> **The exercise**
Identify each line in the entries below that contains the word "cover" and copy those lines.

> **Dataset records**
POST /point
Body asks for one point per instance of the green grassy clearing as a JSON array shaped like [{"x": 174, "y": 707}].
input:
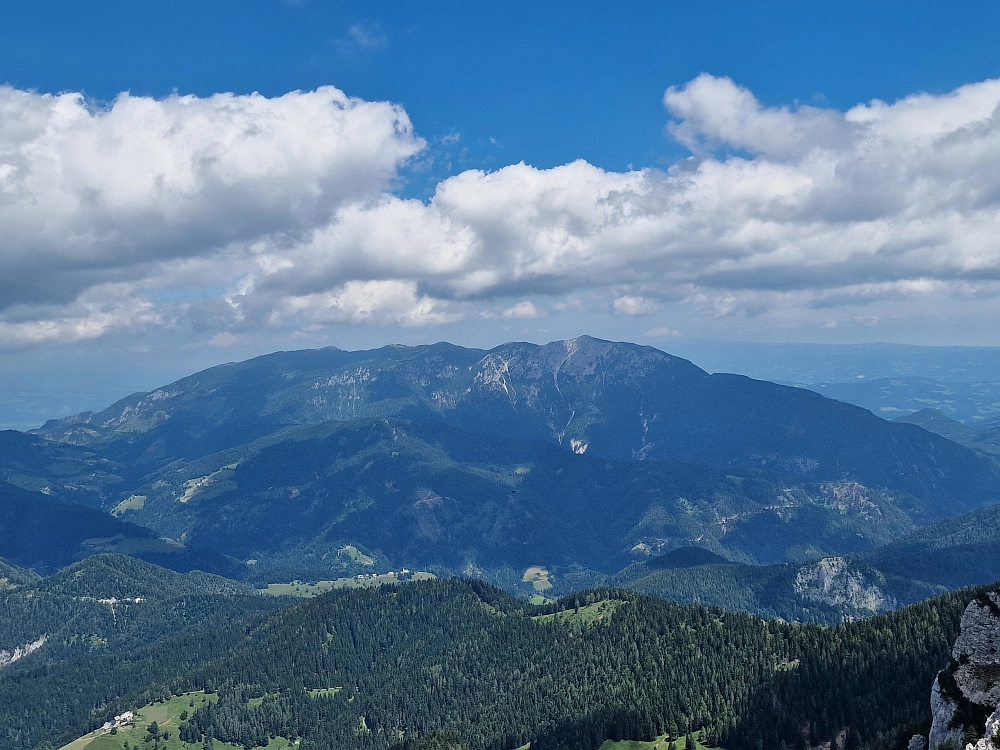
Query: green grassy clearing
[
  {"x": 538, "y": 600},
  {"x": 307, "y": 590},
  {"x": 660, "y": 743},
  {"x": 538, "y": 577},
  {"x": 596, "y": 612},
  {"x": 323, "y": 692},
  {"x": 167, "y": 716},
  {"x": 353, "y": 554}
]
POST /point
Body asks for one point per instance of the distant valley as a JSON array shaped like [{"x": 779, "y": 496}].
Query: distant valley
[
  {"x": 558, "y": 494},
  {"x": 583, "y": 457}
]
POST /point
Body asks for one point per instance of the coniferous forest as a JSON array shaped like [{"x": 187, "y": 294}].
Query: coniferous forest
[{"x": 377, "y": 668}]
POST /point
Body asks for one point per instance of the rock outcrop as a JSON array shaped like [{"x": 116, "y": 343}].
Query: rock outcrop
[{"x": 966, "y": 694}]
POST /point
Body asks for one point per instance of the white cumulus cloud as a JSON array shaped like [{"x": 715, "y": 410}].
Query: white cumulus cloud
[{"x": 282, "y": 212}]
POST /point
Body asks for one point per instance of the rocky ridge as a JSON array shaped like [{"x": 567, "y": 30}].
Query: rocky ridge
[{"x": 965, "y": 697}]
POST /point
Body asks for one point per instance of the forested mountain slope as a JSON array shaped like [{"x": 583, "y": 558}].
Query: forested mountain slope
[
  {"x": 44, "y": 535},
  {"x": 467, "y": 657},
  {"x": 429, "y": 494},
  {"x": 114, "y": 604},
  {"x": 613, "y": 400},
  {"x": 829, "y": 590}
]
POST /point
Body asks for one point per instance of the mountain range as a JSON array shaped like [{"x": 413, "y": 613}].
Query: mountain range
[{"x": 575, "y": 456}]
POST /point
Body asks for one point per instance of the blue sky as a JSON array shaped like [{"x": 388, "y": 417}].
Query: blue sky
[
  {"x": 550, "y": 82},
  {"x": 692, "y": 170}
]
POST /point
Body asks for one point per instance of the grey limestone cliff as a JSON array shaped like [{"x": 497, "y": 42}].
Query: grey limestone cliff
[{"x": 966, "y": 694}]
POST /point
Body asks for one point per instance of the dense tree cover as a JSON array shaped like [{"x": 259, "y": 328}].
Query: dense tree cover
[
  {"x": 465, "y": 657},
  {"x": 960, "y": 551},
  {"x": 113, "y": 603}
]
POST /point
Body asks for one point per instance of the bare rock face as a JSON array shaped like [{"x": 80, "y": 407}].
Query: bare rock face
[
  {"x": 943, "y": 709},
  {"x": 989, "y": 740},
  {"x": 838, "y": 582},
  {"x": 966, "y": 694}
]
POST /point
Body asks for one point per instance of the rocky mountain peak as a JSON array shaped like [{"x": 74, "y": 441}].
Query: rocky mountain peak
[{"x": 965, "y": 697}]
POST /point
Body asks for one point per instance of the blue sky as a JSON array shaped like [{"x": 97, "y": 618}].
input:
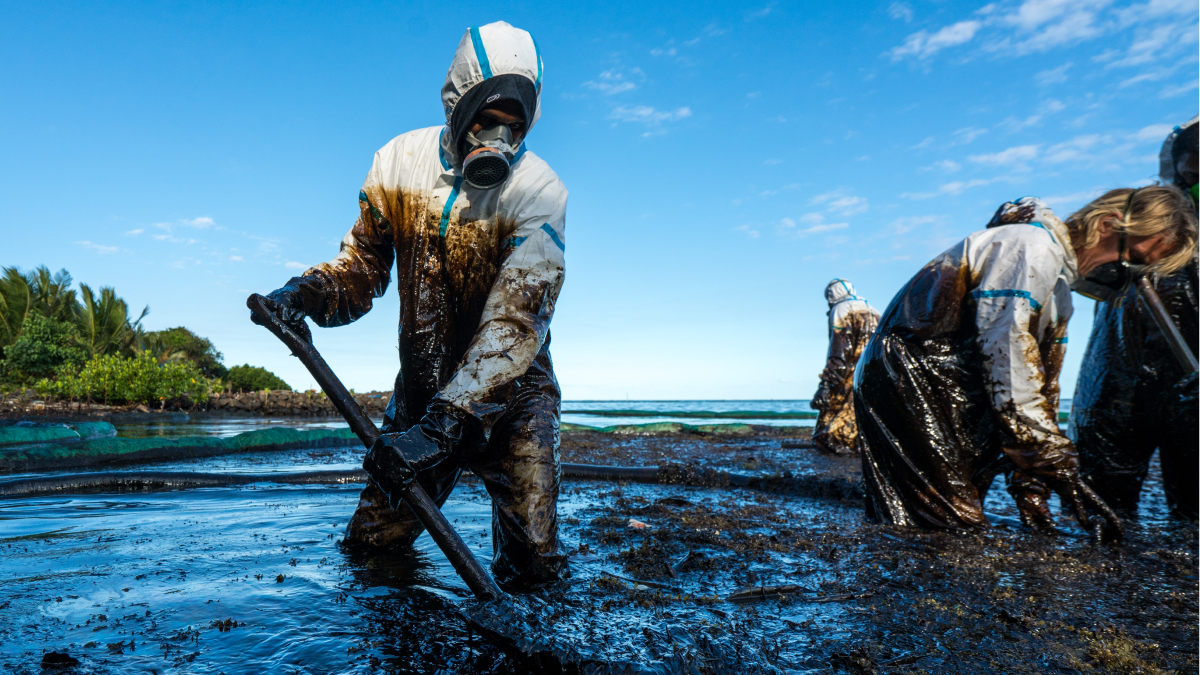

> **Full output**
Body asks for one point per instance of the dense tree cover as a JSON array shaped like [{"x": 259, "y": 328}].
Query: dense tree cover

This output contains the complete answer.